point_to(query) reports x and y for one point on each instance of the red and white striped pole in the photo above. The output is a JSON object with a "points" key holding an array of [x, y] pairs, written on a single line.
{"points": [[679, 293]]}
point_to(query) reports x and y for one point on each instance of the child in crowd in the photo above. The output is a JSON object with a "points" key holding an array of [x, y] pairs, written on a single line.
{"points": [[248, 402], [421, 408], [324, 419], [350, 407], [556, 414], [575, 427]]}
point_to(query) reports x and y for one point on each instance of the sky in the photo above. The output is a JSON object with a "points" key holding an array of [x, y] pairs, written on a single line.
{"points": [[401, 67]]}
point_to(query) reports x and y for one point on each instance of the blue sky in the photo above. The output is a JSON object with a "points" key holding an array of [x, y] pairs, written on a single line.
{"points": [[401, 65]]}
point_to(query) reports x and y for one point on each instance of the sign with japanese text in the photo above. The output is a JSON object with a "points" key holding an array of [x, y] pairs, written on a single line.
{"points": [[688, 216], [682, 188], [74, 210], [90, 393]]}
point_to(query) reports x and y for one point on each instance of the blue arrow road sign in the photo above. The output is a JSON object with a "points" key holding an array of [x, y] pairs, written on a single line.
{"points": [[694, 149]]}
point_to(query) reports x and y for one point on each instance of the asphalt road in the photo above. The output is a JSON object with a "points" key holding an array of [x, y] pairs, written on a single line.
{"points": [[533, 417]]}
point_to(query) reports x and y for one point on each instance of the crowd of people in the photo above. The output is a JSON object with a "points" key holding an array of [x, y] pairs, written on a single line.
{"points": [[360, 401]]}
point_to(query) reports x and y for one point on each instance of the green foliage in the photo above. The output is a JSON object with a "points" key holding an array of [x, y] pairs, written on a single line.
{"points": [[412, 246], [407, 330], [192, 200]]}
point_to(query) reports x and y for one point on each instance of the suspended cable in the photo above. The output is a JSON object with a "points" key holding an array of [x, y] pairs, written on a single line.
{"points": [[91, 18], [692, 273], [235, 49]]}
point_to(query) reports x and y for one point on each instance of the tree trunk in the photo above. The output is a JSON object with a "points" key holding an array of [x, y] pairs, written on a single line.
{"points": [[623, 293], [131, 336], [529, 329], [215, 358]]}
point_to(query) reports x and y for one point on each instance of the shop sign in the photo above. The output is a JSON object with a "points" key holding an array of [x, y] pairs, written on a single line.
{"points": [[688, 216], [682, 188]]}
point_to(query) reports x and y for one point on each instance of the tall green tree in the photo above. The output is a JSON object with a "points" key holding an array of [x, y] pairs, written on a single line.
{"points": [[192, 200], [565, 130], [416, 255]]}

* * *

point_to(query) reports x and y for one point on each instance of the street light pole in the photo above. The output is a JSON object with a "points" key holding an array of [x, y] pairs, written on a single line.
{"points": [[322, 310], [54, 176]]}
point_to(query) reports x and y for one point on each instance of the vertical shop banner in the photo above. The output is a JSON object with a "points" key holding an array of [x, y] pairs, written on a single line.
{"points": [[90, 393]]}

### TASK
Count how many lines of the records above contain the string "road", matching case exactly. Give only the number.

### RESULT
2